**AIM OF THE TASK:** Skip all pictures. Set down only the lines starting at the line containing "If you could tag the yellow" and running to the end of the listing.

**DATA RECORDS:**
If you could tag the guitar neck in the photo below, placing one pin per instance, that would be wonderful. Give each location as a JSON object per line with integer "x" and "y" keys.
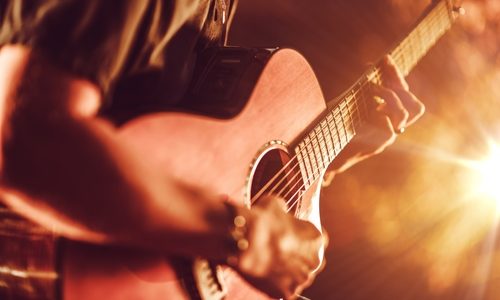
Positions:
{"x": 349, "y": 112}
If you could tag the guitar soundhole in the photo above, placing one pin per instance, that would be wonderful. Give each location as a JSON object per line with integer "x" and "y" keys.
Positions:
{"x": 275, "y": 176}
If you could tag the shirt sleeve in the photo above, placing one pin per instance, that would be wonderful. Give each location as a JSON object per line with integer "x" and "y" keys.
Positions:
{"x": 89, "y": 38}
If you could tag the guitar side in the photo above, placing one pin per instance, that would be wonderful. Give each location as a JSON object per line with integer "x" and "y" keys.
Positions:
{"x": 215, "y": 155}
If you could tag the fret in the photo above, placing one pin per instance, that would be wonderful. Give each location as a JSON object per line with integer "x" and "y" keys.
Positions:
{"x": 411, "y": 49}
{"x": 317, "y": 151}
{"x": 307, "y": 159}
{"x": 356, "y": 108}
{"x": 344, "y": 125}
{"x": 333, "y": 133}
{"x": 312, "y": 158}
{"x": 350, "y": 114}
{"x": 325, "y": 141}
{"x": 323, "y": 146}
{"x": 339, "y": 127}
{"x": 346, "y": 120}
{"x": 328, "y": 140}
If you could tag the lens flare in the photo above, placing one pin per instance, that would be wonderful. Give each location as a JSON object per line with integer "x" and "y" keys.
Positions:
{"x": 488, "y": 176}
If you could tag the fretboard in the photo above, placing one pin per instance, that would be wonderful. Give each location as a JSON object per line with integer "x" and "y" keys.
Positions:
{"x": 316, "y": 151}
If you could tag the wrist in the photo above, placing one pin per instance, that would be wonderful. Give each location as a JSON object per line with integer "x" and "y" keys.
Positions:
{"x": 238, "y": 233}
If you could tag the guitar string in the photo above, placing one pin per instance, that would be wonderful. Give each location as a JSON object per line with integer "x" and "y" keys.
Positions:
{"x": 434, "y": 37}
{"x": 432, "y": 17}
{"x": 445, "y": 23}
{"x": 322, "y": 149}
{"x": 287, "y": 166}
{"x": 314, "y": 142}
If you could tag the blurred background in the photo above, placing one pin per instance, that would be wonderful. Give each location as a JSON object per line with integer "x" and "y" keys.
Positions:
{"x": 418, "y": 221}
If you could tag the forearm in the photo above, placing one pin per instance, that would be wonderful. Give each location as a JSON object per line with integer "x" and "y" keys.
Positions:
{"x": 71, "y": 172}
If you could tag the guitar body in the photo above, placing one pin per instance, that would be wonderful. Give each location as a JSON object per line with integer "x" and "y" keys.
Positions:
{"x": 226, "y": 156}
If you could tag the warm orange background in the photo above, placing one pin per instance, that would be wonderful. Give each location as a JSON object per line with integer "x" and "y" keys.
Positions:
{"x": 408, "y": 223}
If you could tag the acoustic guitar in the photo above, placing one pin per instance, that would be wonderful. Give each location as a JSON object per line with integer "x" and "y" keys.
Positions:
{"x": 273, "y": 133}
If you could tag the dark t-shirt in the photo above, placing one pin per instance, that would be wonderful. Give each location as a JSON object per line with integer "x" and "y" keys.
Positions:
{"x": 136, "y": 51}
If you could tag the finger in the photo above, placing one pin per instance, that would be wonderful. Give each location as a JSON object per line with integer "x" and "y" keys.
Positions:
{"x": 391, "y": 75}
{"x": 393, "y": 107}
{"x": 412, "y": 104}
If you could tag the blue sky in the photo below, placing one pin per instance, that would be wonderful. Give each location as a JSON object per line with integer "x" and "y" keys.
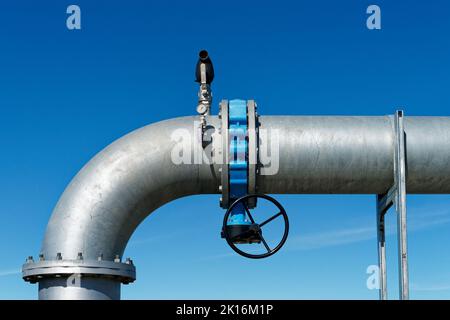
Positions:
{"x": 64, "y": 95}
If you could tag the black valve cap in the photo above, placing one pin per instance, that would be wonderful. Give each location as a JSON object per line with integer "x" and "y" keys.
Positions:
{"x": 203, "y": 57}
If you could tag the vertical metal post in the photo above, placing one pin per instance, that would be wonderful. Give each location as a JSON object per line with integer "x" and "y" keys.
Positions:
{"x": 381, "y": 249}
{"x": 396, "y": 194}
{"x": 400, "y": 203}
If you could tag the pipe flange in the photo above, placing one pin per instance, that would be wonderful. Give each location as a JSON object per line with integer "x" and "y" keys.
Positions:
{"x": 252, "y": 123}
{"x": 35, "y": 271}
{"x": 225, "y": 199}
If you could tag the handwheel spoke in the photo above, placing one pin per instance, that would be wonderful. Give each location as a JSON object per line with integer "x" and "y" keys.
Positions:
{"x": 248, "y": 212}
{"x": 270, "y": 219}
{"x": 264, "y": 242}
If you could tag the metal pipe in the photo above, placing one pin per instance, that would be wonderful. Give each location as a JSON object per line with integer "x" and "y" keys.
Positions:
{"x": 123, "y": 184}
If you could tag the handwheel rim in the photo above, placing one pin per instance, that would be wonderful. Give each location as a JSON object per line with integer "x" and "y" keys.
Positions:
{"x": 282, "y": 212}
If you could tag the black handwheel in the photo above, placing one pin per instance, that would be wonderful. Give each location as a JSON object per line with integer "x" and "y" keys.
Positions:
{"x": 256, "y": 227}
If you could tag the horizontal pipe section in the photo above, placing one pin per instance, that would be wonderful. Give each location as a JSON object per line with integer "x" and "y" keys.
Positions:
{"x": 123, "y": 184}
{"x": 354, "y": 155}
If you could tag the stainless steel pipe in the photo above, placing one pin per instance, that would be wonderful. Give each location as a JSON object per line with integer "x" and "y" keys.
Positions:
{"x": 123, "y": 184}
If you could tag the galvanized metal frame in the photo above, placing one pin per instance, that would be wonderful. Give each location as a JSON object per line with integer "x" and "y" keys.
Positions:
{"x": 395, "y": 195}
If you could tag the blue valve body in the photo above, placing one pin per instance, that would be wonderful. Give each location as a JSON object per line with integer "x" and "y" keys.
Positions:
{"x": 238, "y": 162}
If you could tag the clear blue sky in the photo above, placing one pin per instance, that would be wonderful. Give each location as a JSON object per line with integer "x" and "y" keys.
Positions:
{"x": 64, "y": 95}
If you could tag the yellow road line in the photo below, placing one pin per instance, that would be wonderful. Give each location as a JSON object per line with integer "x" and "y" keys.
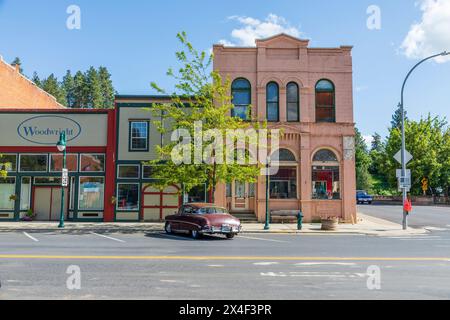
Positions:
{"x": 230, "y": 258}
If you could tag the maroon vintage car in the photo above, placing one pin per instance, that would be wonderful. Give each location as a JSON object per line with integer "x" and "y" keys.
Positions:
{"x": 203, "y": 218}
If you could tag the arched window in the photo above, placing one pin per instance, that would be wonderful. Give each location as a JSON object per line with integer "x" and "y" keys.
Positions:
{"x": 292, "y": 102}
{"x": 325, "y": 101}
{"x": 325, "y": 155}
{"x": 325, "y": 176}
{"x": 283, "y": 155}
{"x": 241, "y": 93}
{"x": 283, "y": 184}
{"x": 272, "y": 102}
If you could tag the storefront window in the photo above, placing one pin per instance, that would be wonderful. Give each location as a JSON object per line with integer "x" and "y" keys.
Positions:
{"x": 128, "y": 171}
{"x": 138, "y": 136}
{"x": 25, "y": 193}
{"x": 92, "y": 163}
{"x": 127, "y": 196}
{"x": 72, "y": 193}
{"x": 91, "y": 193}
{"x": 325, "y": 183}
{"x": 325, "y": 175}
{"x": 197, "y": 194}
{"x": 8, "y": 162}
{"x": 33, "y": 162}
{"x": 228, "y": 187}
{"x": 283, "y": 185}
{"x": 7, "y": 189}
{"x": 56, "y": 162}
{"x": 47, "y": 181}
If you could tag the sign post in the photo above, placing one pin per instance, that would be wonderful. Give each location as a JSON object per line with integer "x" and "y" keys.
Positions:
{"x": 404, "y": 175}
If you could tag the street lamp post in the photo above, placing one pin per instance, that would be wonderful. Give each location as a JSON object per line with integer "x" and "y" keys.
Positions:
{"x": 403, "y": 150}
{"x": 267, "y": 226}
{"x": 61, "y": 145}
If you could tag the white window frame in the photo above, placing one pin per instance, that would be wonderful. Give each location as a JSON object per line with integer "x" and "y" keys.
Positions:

**ANSWER TO THE PROBLEM:**
If you could tag the yellow road line in the photo below, placing one pin per instance, that would be wonderful. Give each location as a JSON object per line with integer "x" and "y" keys.
Positions:
{"x": 230, "y": 258}
If you could tag the maroon vintage car in the photo above, placing one pin per instance, that would be wonderful. Give each location as a JSON object per line with integer "x" and "y" keys.
Positions:
{"x": 203, "y": 218}
If you could tag the arched window in the photo above, placing one pin per instance, that would be wonderful. Give each location as a JSON object per line with integer "x" and "y" keys.
Positions:
{"x": 292, "y": 102}
{"x": 325, "y": 101}
{"x": 325, "y": 155}
{"x": 325, "y": 176}
{"x": 283, "y": 155}
{"x": 241, "y": 93}
{"x": 283, "y": 184}
{"x": 272, "y": 102}
If you could tag the storefront window in the photo above, placing one pin per instance, that would be wonderful. Give each location as a JSON object per line with integer "x" and "y" keys.
Positions:
{"x": 128, "y": 171}
{"x": 138, "y": 136}
{"x": 25, "y": 193}
{"x": 92, "y": 163}
{"x": 127, "y": 196}
{"x": 72, "y": 193}
{"x": 91, "y": 193}
{"x": 325, "y": 183}
{"x": 325, "y": 175}
{"x": 197, "y": 194}
{"x": 8, "y": 162}
{"x": 33, "y": 162}
{"x": 228, "y": 187}
{"x": 283, "y": 185}
{"x": 7, "y": 189}
{"x": 56, "y": 162}
{"x": 47, "y": 181}
If you could tag the sign post in the photo above, placing one pin per instance, that would be wonderful. Give each location as a JSON object per line with integer "x" and "y" keys.
Positions:
{"x": 404, "y": 175}
If you could tag the street lamp post in the photo above, placing one pin per instance, that would be wonderful. Give each location as a JSON object per line with integer "x" and "y" keys.
Positions:
{"x": 403, "y": 150}
{"x": 267, "y": 226}
{"x": 61, "y": 145}
If you could tag the white window frame in the photo above, placing one pin per instance, that would be wonderful. Give each location as a JSON object per line with integer "x" and "y" keys.
Positions:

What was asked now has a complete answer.